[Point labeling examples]
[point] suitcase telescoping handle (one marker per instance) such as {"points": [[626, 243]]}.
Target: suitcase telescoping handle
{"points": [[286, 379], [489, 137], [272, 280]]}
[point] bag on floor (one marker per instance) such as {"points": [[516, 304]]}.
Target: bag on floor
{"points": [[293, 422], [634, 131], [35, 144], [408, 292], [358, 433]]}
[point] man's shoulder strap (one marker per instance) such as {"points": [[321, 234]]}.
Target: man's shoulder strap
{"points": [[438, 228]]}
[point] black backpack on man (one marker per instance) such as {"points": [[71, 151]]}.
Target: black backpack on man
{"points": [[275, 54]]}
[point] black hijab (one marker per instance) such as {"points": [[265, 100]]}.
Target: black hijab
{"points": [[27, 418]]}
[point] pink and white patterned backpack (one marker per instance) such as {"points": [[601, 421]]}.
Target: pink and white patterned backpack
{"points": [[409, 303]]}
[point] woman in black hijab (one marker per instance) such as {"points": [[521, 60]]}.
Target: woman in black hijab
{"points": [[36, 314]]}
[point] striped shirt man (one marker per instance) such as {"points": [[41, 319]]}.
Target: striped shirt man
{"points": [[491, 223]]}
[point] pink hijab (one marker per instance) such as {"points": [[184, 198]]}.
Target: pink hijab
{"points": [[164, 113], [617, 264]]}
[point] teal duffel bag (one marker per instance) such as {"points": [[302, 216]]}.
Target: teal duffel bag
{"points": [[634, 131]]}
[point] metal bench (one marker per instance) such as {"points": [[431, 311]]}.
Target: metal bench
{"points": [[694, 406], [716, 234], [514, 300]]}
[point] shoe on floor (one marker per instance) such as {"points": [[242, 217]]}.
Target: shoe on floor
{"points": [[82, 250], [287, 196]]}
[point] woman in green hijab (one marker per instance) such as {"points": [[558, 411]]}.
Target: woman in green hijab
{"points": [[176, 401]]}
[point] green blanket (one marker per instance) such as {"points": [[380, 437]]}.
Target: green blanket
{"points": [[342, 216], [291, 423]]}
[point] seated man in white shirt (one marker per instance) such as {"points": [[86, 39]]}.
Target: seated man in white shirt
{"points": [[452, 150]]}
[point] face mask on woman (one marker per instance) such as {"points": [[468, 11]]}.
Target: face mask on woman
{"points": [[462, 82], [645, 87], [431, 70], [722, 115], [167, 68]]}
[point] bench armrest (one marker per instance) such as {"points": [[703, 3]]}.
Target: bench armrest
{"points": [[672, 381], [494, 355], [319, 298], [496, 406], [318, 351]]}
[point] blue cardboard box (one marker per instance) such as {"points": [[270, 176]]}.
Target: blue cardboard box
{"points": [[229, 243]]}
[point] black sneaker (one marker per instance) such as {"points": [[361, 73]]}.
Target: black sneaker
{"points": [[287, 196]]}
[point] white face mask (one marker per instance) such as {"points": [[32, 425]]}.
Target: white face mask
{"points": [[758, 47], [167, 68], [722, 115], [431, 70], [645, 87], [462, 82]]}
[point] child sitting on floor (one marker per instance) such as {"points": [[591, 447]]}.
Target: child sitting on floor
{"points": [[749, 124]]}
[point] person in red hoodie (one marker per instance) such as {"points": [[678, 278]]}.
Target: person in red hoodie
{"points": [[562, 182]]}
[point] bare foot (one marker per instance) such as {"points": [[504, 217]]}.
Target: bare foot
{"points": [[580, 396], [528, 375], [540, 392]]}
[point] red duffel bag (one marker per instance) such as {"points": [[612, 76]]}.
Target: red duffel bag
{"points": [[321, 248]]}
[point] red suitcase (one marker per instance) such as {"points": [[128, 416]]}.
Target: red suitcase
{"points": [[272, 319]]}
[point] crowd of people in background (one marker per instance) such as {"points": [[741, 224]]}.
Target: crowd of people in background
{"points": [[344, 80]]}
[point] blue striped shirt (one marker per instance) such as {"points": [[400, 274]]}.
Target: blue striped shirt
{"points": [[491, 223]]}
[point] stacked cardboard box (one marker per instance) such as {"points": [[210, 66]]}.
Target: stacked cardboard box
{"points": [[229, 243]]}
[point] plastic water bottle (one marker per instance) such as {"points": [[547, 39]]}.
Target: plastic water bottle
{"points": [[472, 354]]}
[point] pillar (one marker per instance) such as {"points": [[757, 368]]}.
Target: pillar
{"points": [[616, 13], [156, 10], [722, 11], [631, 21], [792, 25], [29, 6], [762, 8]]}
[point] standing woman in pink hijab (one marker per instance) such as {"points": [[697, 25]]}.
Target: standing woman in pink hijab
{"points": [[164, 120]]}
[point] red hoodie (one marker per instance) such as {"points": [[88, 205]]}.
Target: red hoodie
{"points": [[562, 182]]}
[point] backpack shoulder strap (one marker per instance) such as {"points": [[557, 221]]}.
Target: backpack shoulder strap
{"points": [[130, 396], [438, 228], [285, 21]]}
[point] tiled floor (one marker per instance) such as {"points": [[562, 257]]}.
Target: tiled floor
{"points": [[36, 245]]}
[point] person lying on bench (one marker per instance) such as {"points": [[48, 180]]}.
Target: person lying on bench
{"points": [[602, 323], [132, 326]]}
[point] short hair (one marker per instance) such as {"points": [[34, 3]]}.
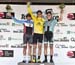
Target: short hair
{"points": [[28, 15], [39, 11]]}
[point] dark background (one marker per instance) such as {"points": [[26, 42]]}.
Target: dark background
{"points": [[49, 2]]}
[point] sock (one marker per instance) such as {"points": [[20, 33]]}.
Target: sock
{"points": [[45, 57], [51, 56], [38, 57]]}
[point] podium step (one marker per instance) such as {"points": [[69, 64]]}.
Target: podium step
{"points": [[21, 63]]}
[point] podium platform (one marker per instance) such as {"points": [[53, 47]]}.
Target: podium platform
{"points": [[20, 63]]}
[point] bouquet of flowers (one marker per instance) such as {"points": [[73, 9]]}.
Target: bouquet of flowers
{"points": [[62, 6]]}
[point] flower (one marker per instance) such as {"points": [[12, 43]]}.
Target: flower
{"points": [[8, 7], [61, 6]]}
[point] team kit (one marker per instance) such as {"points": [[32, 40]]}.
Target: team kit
{"points": [[37, 29]]}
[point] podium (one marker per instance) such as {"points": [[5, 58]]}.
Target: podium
{"points": [[21, 63]]}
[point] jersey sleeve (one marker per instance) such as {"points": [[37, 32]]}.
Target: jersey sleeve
{"points": [[18, 21]]}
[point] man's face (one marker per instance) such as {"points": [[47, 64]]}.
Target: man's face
{"points": [[28, 18], [49, 16], [39, 14]]}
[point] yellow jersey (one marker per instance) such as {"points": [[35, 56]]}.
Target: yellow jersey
{"points": [[38, 22]]}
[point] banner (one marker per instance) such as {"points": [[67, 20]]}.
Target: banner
{"points": [[11, 35]]}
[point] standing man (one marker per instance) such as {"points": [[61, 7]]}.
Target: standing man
{"points": [[27, 36], [38, 31], [48, 32]]}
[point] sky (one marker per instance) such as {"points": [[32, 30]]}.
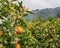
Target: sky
{"points": [[41, 4]]}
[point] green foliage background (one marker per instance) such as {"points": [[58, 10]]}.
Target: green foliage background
{"points": [[36, 34]]}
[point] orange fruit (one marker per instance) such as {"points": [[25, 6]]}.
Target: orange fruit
{"points": [[18, 45], [1, 33], [19, 30]]}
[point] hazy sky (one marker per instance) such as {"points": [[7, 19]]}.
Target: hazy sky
{"points": [[40, 4]]}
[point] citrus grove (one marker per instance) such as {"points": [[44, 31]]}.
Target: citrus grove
{"points": [[17, 32]]}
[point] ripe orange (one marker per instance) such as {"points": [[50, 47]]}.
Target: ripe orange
{"points": [[18, 45], [1, 33], [19, 30]]}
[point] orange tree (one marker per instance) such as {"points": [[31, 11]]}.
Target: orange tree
{"points": [[14, 31]]}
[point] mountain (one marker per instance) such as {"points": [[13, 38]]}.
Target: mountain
{"points": [[44, 13]]}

- **WHAT YOU ARE ASKED TO DO**: Extract only the lines from the line containing "[point] bouquet of" through the final line of the records; keep both ends and drop every picture.

- **SOLUTION FOR THIS EXERCISE**:
[point] bouquet of flowers (one marker per instance) such as {"points": [[73, 9]]}.
Target: bouquet of flowers
{"points": [[62, 6]]}
[point] flower (one marker per instance) such as {"points": [[12, 43]]}.
Target: flower
{"points": [[8, 7], [61, 6]]}
[point] team kit (one marker per instance) such as {"points": [[32, 40]]}.
Target: team kit
{"points": [[37, 29]]}
[point] podium (one marker per instance) such as {"points": [[5, 58]]}.
Target: podium
{"points": [[21, 63]]}
[point] jersey sleeve (one marker per instance) such as {"points": [[37, 32]]}.
Target: jersey sleeve
{"points": [[18, 21]]}
[point] man's face (one marker per instance) such as {"points": [[47, 64]]}.
Target: man's face
{"points": [[28, 18], [49, 16], [39, 14]]}
[point] yellow jersey (one marker per instance) such as {"points": [[35, 56]]}.
Target: yellow jersey
{"points": [[38, 22]]}
[point] banner (one marker per instance) such as {"points": [[67, 20]]}.
Target: banner
{"points": [[11, 35]]}
[point] standing man (one marker per instance) such as {"points": [[61, 7]]}.
Target: standing man
{"points": [[27, 36], [38, 31], [48, 32]]}
[point] sky (one marker per instance) such as {"points": [[32, 30]]}.
Target: sky
{"points": [[41, 4]]}
[point] green foliage background (one marker per instance) such as {"points": [[58, 10]]}.
Target: green foliage background
{"points": [[36, 34]]}
[point] orange fruit (one marker per instance) such as {"points": [[25, 6]]}.
Target: orange fruit
{"points": [[18, 45], [1, 33], [19, 30]]}
[point] hazy sky (one marker per instance) such as {"points": [[7, 19]]}.
Target: hazy sky
{"points": [[40, 4]]}
[point] citrus grove (one marker per instance) such as {"points": [[44, 31]]}.
Target: citrus grove
{"points": [[17, 32]]}
[point] ripe orange (one marker per instance) such as {"points": [[50, 47]]}.
Target: ripe orange
{"points": [[18, 45], [1, 33], [19, 30]]}
[point] orange tree (one marker per instance) such as {"points": [[31, 11]]}.
Target: orange tree
{"points": [[14, 31]]}
[point] mountain (one marker per instance) such as {"points": [[13, 38]]}.
Target: mountain
{"points": [[44, 13]]}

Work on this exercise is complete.